[START OF Data excerpts]

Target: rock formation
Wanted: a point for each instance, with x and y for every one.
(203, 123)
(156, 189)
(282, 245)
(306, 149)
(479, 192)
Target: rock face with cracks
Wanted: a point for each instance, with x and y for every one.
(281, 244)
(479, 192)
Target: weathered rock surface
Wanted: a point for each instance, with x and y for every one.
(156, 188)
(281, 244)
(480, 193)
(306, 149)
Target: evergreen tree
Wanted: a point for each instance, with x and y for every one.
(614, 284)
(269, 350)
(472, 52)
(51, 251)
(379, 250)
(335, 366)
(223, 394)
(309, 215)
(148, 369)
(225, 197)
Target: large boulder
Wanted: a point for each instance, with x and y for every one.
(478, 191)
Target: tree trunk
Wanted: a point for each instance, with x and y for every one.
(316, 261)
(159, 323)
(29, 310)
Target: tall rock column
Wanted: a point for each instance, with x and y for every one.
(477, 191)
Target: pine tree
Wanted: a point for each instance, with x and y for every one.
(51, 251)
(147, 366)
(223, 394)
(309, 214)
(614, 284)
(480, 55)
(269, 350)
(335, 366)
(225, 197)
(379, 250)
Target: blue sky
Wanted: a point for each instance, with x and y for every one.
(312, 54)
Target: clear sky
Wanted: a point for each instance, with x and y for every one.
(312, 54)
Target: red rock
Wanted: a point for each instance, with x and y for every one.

[END OF Data excerpts]
[START OF Data excerpts]

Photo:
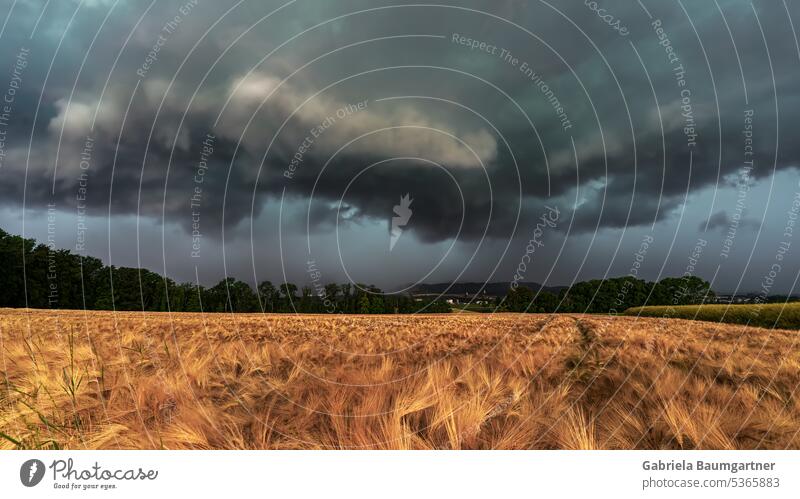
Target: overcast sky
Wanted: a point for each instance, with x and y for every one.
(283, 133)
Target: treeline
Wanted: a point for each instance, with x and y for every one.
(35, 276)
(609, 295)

[END OF Data excerpts]
[START OF Data excerpts]

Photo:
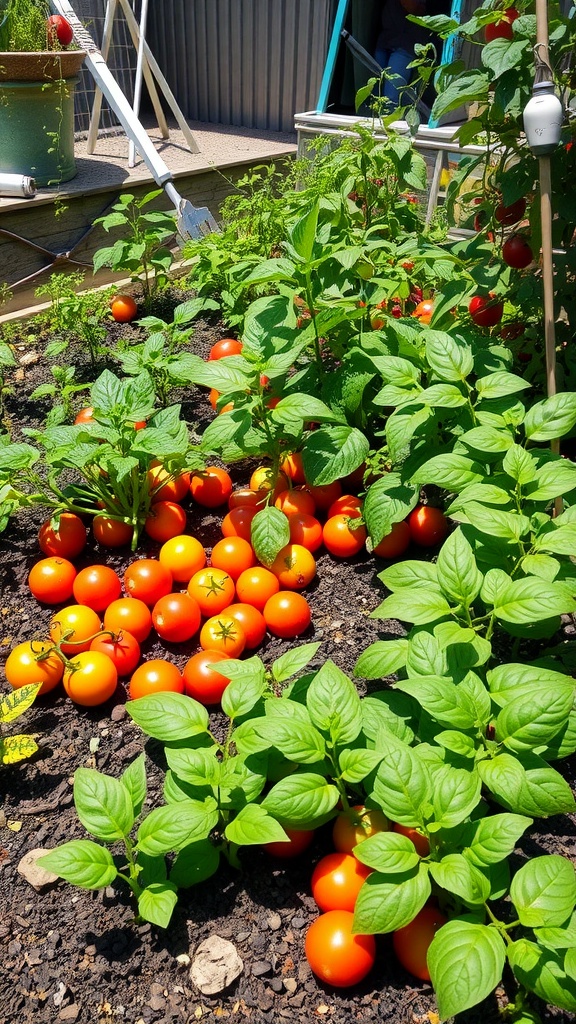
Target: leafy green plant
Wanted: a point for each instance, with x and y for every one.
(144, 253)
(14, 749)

[END OF Data excerpts]

## Written task
Report each line above that contains the string "rock", matching case exactly.

## Finished task
Target: rock formation
Target: rock face with cracks
Target: weathered rock surface
Target: tall rock column
Target: red rock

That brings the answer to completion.